Visiting Writers
The MFA in Creative Writing & Poetics regularly hosts residencies with renowned writers. Visiting writers extend and enrich the MFA’s creative community.
Autumn 2024
Cedar Sigo is a poet and member of the Suquamish Nation. He studied at The Jack Kerouac School of Disembodied Poetics at the Naropa Institute. He is the author of endless books and pamphlets of poetry, including All This Time (Wave Books, 2021), Stranger in Town (City Lights, 2010), Expensive Magic (House Press, 2008), two editions of Selected Writings (Ugly Duckling Presse, 2003 and 2005) and most recently Siren of Atlantis (Wave Books, 2025). In 2022 he received a grants to artist’s award from The Foundation for Contemporary Arts. He has taught all over the country including The University of Washington, Bard College, Washington University, Naropa University and The Institute of American Indian Arts. He lives in Lofall, Washington.
Nisi Shawl (they/them) is the multiple award-winning author, co-author, and editor of over a dozen books of speculative fiction and related nonfiction, including the standard text on diverse representation, Writing the Other: A Practical Approach. Shawl’s best-known fiction is the Nebula Award finalist novel Everfair. Kinning, published in January 2024, is an Everfair sequel. Additional recent books include the February 2023 Middle Grade historical fantasy novel Speculation, and the September 2024 Beat-era fantasy The Day and Night Books of Mardou Fox. Editing credits include the New Suns anthology series and, with Dr. Rebecca J. Holden, Strange Matings: Science Fiction, Feminism, African American Voices, and Octavia E. Butler. They’ve spoken at Duke University, Spelman College, Sarah Lawrence College, and many other institutions. For over two decades they have served on the boards of the Clarion West Writers Workshop and of the Carl Brandon Society, a nonprofit supporting the presence of people of color in fantastic literature.
Spring 2024
Nadine Antoinette Maestas
Nadine Antoinette Maestas is a poet’s poet and believes that the empire of the sentence is an extremely oppressive totalitarian regime. She prefers the company of poems so much that she would rather read a bad poem than a good novel, but when she is not doing poetry, Nadine loves mountain biking and trail running in dangerous and remote places in the Pacific Northwest. She holds an M.F.A. from University of Michigan’s Hellen Zell Writer’s Program where she was awarded the Faraar award for playwriting. Her hybrid poem play “Hellen on Wheels: A Play of Rhyme and Reason” was performed at California College of the Arts. She is the co-author with Karen Weiser of “Beneath the Bright Discus” (Potes & Poets Press, 2000), and is a co-editor for the poetry anthology Make It True: Poetry from Cascadia. You can find her poems published in Ofrenda Magazine, Snail Trail Press, Pageboy Magazine, Lyric &, The Germ, Poor Mojo’s Almana(k), Really Serious Literature Disappearing Chapbooks, and the bilingual anthology Make It True Meets Medusario. Her dissertation, Calling out the State: Postmodern American Anthropoetics landed her a Ph.D. from the University of Washington. Her first solo book, Imperialism As Sweet As Insult, was published by Really Serious Literature Press in April 2021. She currently teaches at Cornish College of the Arts.

Entries for bounding box labeling
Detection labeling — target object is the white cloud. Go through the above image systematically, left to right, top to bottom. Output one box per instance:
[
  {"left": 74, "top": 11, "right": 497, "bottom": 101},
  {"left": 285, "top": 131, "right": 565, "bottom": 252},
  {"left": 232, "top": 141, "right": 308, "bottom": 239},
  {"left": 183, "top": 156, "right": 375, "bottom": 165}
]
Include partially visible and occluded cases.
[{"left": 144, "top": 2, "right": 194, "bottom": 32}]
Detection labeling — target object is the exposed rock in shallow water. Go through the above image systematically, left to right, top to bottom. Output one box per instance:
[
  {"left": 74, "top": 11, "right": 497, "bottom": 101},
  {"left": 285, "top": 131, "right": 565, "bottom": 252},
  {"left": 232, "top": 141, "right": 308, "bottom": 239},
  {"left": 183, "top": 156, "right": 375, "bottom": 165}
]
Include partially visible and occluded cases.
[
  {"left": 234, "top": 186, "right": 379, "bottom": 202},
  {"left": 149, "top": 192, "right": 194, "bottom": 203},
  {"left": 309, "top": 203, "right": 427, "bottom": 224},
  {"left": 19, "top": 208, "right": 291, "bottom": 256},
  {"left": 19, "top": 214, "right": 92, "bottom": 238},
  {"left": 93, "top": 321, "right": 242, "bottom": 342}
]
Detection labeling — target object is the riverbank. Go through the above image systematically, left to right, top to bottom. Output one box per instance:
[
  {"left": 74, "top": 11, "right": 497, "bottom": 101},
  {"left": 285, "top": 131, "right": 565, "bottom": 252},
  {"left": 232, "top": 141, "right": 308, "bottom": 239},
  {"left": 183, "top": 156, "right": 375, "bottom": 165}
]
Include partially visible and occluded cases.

■ **PROBLEMS AND TASKS**:
1. According to the visiting writers text, where does Cedar Sigo live?
2. Quote the listing word for word, starting at the line that contains "Detection labeling — target object is the exposed" and continuing through the end of the listing.

■ **EXERCISE ANSWERS**:
1. Lofall, Washington.

2.
Detection labeling — target object is the exposed rock in shallow water. Go through the above image systematically, left to right, top to bottom. Output one box per instance:
[
  {"left": 74, "top": 11, "right": 497, "bottom": 101},
  {"left": 285, "top": 131, "right": 565, "bottom": 252},
  {"left": 232, "top": 141, "right": 308, "bottom": 239},
  {"left": 183, "top": 156, "right": 375, "bottom": 165}
]
Include partially visible and occluded cases.
[
  {"left": 234, "top": 186, "right": 379, "bottom": 202},
  {"left": 149, "top": 192, "right": 194, "bottom": 203},
  {"left": 309, "top": 203, "right": 427, "bottom": 224},
  {"left": 19, "top": 208, "right": 291, "bottom": 256},
  {"left": 19, "top": 214, "right": 92, "bottom": 238},
  {"left": 93, "top": 321, "right": 242, "bottom": 342}
]
Detection labeling — target object is the riverbank. Go through the above image systematically, left to right, top to bottom. Output one box per instance:
[
  {"left": 74, "top": 11, "right": 497, "bottom": 101},
  {"left": 285, "top": 131, "right": 565, "bottom": 252},
  {"left": 232, "top": 141, "right": 308, "bottom": 239},
  {"left": 183, "top": 156, "right": 375, "bottom": 165}
]
Include partially visible and occluded cases.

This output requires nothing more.